PAGE:
--- Begin ---
Handling Failures and Node Preemption#

Important

This user guide shows how to configure fault tolerance for the revamped Ray Train V2 available starting from Ray 2.43 by enabling the environment variable RAY_TRAIN_V2_ENABLED=1. This user guide assumes that the environment variable has been enabled.

Please see here for information about the deprecation and migration.

Ray Train provides fault tolerance at three levels:

  1. Worker process fault tolerance handles errors that happen to one or more Train worker processes while they are executing the user defined training function.

  2. Worker node fault tolerance handles node failures that may occur during training.

  3. Job driver fault tolerance handles the case where Ray Train driver process crashes, and training needs to be kicked off again, possibly from a new cluster.

This user guide covers how to configure and use these fault tolerance mechanisms.

Worker Process and Node Fault Tolerance#

Worker process failures are errors that occur within the user defined training function of a training worker, such as GPU out-of-memory (OOM) errors, cloud storage access errors, or other runtime errors.

Node failures are errors that bring down the entire node, including node preemption, OOM, network partitions, or other hardware failures. This section covers worker node failures. Recovery from head node failures is discussed in the next section.
--- End ---
SET EXERCISE 1:
Answer these questions about the Ray Train fault tolerance guide:
(a) Which environment variable enables Ray Train V2?
(b) At how many levels does Ray Train provide fault tolerance?
(c) What kinds of node failures does the guide list?
SET EXERCISE 2:
Please revise the passage of the fault tolerance guide that starts with "Worker process failures" and runs through "other runtime errors.", replacing "cloud storage" with "network storage".
SET EXERCISE 3:
Write the next part of the Ray Train fault tolerance guide, picking up after its last sentence.

INFORMATION PROVIDED:
--- Begin ---
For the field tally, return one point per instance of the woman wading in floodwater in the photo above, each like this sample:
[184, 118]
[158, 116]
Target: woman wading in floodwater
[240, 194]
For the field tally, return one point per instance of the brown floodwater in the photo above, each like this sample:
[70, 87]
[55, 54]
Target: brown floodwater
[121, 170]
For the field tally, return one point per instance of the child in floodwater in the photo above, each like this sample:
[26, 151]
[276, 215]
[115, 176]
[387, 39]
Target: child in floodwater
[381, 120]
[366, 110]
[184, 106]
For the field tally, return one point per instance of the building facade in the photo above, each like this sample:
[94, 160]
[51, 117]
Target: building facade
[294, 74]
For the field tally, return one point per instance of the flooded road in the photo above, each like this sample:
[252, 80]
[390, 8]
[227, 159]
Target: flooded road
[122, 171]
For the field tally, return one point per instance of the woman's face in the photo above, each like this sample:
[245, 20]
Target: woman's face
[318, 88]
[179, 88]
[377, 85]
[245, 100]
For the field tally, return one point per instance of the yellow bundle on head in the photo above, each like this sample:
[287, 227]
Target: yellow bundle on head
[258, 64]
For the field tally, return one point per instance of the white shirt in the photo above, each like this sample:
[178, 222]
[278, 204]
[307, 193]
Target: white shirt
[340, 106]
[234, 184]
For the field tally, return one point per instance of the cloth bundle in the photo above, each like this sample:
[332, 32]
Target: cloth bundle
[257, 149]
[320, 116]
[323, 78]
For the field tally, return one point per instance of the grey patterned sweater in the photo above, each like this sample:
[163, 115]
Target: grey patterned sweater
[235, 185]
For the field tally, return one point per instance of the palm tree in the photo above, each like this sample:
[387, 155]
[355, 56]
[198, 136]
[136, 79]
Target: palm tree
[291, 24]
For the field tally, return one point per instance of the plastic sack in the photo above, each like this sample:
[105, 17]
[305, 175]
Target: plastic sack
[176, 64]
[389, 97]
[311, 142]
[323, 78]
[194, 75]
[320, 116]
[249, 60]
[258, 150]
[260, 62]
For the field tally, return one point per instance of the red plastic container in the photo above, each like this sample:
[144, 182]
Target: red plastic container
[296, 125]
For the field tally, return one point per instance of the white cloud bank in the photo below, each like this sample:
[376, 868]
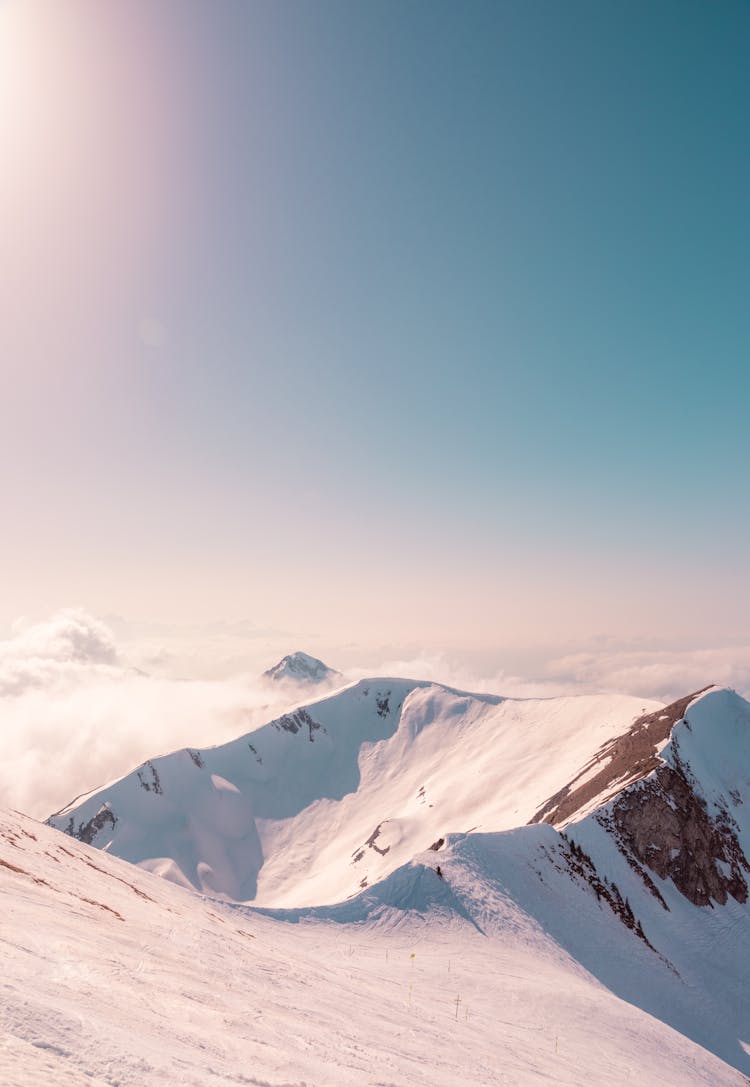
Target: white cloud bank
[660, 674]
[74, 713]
--- End ---
--- Begin ---
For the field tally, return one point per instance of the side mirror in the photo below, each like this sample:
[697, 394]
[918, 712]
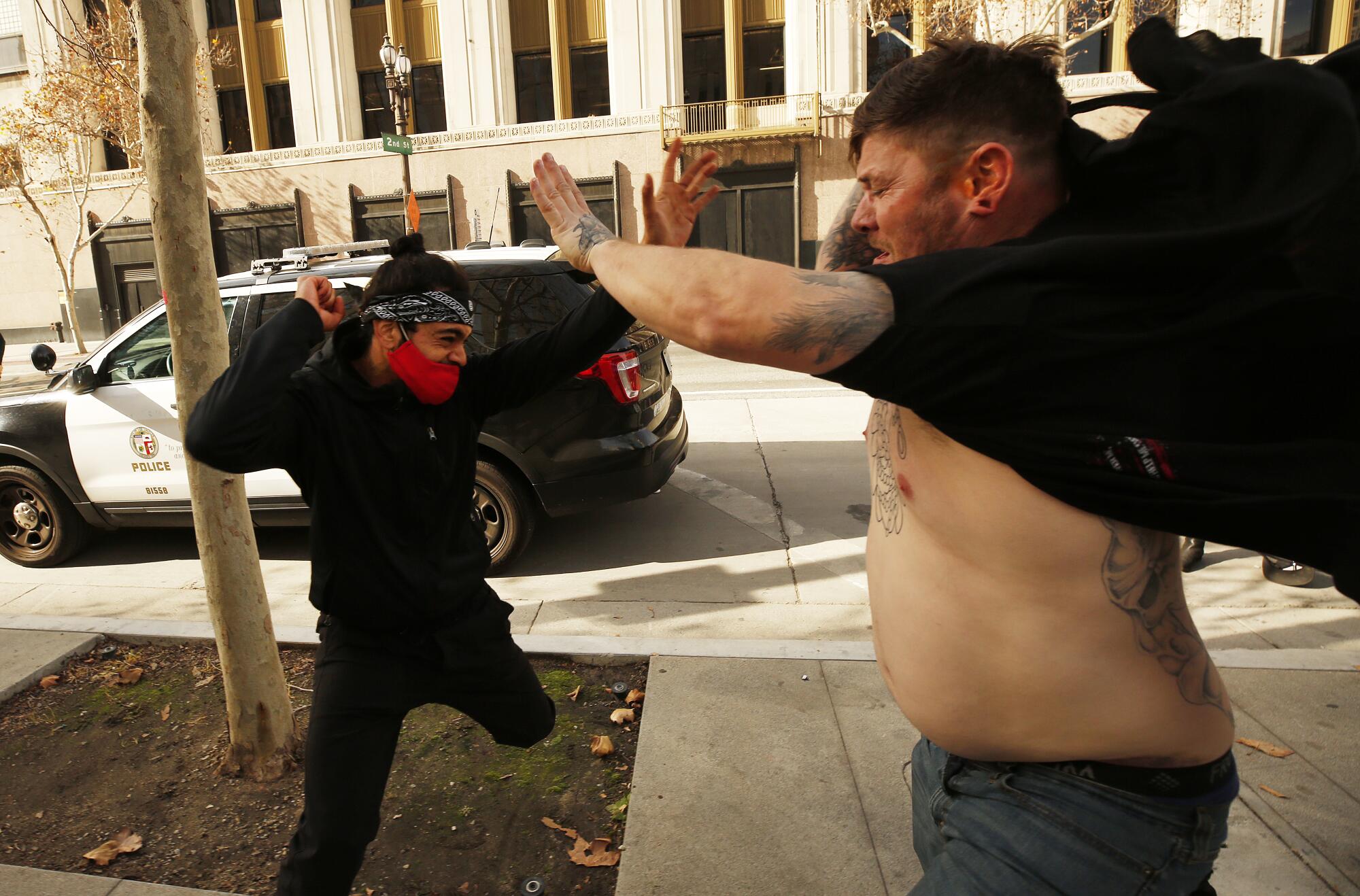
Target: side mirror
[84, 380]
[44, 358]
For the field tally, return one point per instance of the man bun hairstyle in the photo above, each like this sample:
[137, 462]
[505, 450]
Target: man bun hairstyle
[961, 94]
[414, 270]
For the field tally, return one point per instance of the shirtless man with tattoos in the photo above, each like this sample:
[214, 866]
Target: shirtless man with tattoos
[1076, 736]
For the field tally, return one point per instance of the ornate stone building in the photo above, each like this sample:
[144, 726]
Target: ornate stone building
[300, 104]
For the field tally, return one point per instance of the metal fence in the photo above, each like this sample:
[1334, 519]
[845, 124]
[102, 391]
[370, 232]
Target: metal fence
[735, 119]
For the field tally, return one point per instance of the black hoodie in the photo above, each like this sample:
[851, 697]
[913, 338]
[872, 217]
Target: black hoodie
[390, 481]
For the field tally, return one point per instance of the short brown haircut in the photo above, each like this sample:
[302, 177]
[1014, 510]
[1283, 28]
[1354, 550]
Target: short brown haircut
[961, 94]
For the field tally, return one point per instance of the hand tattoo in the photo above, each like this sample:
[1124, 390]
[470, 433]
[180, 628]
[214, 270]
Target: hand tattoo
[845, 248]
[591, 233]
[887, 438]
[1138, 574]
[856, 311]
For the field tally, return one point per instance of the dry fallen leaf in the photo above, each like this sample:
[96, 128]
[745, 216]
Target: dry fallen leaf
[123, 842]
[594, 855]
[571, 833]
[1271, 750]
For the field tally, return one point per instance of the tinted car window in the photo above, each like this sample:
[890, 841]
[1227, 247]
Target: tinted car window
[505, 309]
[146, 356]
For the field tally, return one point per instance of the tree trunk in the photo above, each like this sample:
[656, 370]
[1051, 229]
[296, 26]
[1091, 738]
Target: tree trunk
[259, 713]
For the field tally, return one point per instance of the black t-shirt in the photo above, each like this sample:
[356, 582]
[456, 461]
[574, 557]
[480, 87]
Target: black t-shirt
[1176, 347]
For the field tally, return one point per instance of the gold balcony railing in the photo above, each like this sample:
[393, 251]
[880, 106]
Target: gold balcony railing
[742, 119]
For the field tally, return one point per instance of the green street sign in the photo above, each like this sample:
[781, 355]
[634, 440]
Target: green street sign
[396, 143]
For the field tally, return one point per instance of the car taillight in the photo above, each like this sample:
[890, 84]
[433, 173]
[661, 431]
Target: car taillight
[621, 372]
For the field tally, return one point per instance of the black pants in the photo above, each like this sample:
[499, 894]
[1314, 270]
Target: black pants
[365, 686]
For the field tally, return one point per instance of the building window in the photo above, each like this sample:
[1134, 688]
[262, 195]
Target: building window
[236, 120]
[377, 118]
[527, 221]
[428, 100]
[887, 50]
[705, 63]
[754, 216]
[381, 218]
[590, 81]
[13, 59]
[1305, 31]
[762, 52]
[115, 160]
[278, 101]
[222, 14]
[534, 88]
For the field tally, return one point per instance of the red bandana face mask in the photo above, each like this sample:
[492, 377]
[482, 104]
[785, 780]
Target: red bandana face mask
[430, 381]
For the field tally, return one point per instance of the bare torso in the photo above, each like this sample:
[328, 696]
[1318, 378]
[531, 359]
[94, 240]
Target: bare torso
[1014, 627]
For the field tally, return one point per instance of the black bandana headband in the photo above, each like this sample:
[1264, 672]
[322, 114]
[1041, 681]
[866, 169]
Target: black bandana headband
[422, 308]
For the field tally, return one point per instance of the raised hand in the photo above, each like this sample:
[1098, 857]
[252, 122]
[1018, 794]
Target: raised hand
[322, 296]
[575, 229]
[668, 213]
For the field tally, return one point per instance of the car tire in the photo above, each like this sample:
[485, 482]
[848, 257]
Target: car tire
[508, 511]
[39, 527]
--- End ---
--- Begin ---
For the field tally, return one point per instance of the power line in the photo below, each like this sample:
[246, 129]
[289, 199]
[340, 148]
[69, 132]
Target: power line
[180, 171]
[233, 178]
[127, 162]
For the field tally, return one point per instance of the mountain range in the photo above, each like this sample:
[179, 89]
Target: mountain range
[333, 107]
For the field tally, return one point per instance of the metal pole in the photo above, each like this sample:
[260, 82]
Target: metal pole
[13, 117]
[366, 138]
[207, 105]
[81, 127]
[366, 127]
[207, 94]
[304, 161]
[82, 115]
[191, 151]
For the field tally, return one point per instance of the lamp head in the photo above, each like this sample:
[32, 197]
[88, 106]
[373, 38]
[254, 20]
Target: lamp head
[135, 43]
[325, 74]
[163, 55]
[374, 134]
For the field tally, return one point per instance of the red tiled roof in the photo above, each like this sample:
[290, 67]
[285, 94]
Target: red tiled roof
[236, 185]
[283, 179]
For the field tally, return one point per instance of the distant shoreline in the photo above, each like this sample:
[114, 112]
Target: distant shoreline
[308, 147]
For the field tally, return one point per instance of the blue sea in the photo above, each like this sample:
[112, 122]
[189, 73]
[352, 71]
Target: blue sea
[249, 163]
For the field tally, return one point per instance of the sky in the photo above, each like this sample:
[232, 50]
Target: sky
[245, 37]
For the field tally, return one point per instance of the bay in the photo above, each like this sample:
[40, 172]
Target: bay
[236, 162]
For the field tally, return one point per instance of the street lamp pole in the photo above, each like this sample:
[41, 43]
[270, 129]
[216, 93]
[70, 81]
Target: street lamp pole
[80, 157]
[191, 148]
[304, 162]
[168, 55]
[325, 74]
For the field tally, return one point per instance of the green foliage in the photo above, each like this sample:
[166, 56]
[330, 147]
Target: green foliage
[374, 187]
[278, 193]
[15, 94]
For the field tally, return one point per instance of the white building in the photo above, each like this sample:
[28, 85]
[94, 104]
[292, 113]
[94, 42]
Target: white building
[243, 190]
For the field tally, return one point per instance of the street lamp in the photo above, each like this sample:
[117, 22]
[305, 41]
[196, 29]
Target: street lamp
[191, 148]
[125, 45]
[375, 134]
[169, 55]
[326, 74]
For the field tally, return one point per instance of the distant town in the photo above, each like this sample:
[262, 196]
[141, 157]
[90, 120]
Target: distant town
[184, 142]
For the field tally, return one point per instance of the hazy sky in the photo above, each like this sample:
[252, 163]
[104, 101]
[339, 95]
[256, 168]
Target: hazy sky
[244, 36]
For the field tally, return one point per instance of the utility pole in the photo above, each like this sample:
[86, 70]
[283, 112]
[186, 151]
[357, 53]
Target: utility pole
--- End ---
FINAL RESULT 1:
(a) RAY_TRAIN_V2_ENABLED=1
(b) Three
(c) Node preemption, OOM, network partitions, and other hardware failures

FINAL RESULT 2:
Worker process failures are errors that occur within the user defined training function of a training worker, such as GPU out-of-memory (OOM) errors, network storage access errors, or other runtime errors.

FINAL RESULT 3:
Ray Train can be configured to automatically recover from worker process and worker node failures. When a failure is detected, all the workers are shut down, new nodes are added if necessary, and a new set of workers is started. The restarted training worker processes can resume training by loading the latest checkpoint.

In order to retain progress upon recovery, your training function should implement logic for both saving and loading checkpoints. Otherwise, the training will just start from scratch.

Each recovery from a worker process or node failure is considered a retry. The number of retries is configurable through the max_failures attribute of the FailureConfig argument set in the RunConfig passed to the Trainer. By default, worker fault tolerance is disabled with max_failures=0.

import ray.train

# Tries to recover a run up to this many times.
failure_config = ray.train.FailureConfig(max_failures=2)

# No limit on the number of retries.
failure_config = ray.train.FailureConfig(max_failures=-1)

Altogether, this is what an example Torch training script with worker fault tolerance looks like:

import tempfile
import uuid

import ray.train
import ray.train.torch


def train_fn_per_worker(train_loop_config: dict):
    # [1] Train worker restoration logic.
    checkpoint = ray.train.get_checkpoint()
    if checkpoint:
        with checkpoint.as_directory() as temp_checkpoint_dir:
            # model.load_state_dict(torch.load(...))
            ...

    # [2] Checkpoint saving and reporting logic.
    with tempfile.TemporaryDirectory() as temp_checkpoint_dir:
        # torch.save(...)
        ray.train.report(
            {"loss": 0.1},
            checkpoint=ray.train.Checkpoint.from_directory(temp_checkpoint_dir),
        )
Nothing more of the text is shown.